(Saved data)
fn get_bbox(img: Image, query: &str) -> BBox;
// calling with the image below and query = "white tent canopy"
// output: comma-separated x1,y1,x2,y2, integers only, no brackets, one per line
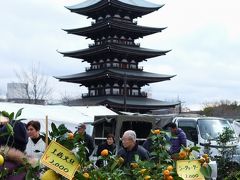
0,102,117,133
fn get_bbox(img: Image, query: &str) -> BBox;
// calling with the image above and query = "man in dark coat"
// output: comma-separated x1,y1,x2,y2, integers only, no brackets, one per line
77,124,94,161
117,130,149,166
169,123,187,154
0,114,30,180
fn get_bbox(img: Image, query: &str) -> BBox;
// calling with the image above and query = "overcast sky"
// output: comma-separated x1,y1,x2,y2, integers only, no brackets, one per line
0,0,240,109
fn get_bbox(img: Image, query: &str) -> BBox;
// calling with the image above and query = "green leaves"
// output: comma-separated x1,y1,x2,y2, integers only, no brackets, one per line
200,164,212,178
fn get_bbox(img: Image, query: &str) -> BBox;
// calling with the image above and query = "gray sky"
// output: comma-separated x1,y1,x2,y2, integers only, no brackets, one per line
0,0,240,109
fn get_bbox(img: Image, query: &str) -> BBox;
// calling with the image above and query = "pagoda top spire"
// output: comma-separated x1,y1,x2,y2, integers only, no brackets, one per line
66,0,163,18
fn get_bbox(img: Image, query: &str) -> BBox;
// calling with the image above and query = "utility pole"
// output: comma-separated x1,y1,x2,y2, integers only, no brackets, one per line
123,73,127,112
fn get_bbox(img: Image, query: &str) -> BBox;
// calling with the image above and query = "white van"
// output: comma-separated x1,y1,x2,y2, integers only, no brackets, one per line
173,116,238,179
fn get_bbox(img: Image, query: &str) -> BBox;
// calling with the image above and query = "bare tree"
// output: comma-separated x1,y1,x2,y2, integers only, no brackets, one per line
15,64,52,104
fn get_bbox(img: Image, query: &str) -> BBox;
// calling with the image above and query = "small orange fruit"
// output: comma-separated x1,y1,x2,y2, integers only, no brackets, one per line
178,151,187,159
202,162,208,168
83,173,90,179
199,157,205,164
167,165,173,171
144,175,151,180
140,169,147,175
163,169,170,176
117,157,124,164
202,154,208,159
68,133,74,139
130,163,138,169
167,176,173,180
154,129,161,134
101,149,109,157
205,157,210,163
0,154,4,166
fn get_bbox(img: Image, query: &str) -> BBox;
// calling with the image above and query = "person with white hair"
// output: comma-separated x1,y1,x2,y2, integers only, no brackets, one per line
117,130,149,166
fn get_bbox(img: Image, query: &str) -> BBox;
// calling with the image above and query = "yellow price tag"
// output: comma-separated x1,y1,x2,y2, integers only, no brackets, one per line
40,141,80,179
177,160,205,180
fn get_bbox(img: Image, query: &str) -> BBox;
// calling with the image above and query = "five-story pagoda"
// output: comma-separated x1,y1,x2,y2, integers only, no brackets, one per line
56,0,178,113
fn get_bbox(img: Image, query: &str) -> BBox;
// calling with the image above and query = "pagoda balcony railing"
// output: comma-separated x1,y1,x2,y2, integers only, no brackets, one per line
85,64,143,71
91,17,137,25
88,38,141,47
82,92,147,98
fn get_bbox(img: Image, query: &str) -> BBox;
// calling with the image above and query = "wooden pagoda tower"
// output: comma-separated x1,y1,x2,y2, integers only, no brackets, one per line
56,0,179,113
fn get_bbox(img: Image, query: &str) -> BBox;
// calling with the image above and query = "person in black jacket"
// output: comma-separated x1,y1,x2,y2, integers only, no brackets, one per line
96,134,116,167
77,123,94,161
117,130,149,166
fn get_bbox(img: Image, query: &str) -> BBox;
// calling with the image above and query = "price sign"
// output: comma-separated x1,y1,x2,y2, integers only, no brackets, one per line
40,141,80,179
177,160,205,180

_GOAL_: Print all of the items above again, word for word, with the pictures left out.

_RESPONSE TO THE EXERCISE_:
fn get_bbox(img: Image, query: &str) -> BBox;
// calling with the image below and query = "white tent canopy"
// output: comma-separated x1,y1,x2,y2, integers only, no brackets, one per line
0,102,117,133
fn get_bbox(img: Image, query: &str) -> BBox;
// calling with the image above and query = "man in dark coat"
// output: comma-separated x1,y1,x2,y2, integers only, no brackets, one per line
77,124,94,161
117,130,149,166
169,123,187,154
0,114,30,180
fn get_bbox(img: Image, query: &str) -> BBox;
// calling with the image above and query = "overcast sky"
// output: comma-separated x1,y1,x2,y2, integers only, no brackets, one per line
0,0,240,109
fn get_bbox(img: Image, query: &str) -> BBox;
// calling with the image above and query = "green leaves"
// output: comma-separated x1,y1,x2,y2, integers only, no brackets, one per line
200,164,212,178
fn get_bbox(img: Image, query: &str) -> BBox;
// calling with the image above and query = "gray sky"
// output: comma-separated x1,y1,x2,y2, integers only, no brackets, one per line
0,0,240,109
fn get_bbox(img: Image, query: &str) -> BBox;
// calling with the image above and query = "pagoda top spire"
// output: comma-separated x1,y1,x2,y2, integers only, no brackets, one per line
66,0,163,18
fn get_bbox(img: Image, query: &str) -> BBox;
// calling with the image above and query = "utility pole"
// output: comma-separated x1,y1,x2,y2, integers only, no brackets, one per line
123,73,127,112
fn get_bbox(img: Image, query: &str) -> BBox;
// calling with the image above and query = "white van"
// output: comma-separated x1,y1,x2,y2, integers only, no brackets, one per line
173,116,238,179
fn get_bbox(img: Image, query: &str) -> BBox;
// calling with the image above and query = "bare tree"
// output: comma-separated x1,y1,x2,y2, integers only, no brackets, one per line
15,64,52,104
fn get_bbox(img: Image, query: &str) -> BBox;
// calling with the image above and query = "small orange fruit"
// output: comma-separated x1,y1,x2,y2, integers only, no brackets, one per line
178,151,187,159
202,162,208,168
83,173,90,179
199,157,205,164
167,165,173,171
144,175,151,180
140,169,147,175
163,169,170,176
117,157,124,164
202,154,208,159
68,133,74,139
130,163,138,169
167,176,173,180
154,129,161,134
101,149,109,157
205,157,210,163
0,154,4,166
fn get_bbox(img: Image, query: &str) -> BBox;
// calling with the image above and query = "person with white hair"
// output: comma-separated x1,y1,x2,y2, integers only, no brackets, one per line
117,130,149,166
fn get_bbox(img: Image, query: &str) -> BBox;
// calling with the image above and query = "yellow price tag"
// output: comma-separated x1,y1,x2,y2, integers only, no brackets, one per line
40,141,80,179
177,160,205,180
fn get_bbox(img: Image, query: &str) -> BBox;
// calling with the image above and query = "five-story pagoda"
// output: comma-separated x1,y1,x2,y2, integers only, no brackets, one per line
56,0,178,113
fn get_bbox(img: Image, query: &str) -> BBox;
// calling with the image above and query = "pagoda balcony railing"
// output: comma-separated x1,y1,x2,y2, integers only, no brackets, one per line
85,64,143,71
91,17,137,25
88,38,141,47
82,92,147,98
fn get_bbox(img: Image, query: &str) -> BBox;
// calling with the image above and query = "wooden pagoda tower"
// output: comma-separated x1,y1,x2,y2, integers only, no brackets, one per line
56,0,179,113
fn get_bbox(img: Image, query: &str) -> BBox;
// calling with the image above and query = "person in black jacket"
// output: comma-separated x1,y1,x2,y2, integers only, no brackets, one per line
96,134,116,167
77,123,94,161
117,130,149,166
fn get_bbox(img: Image, query: &str) -> BBox;
// calling with the image above and query = "price sign"
// output: comma-separated x1,y1,x2,y2, integers only, no brackets, one per line
40,141,80,179
177,160,205,180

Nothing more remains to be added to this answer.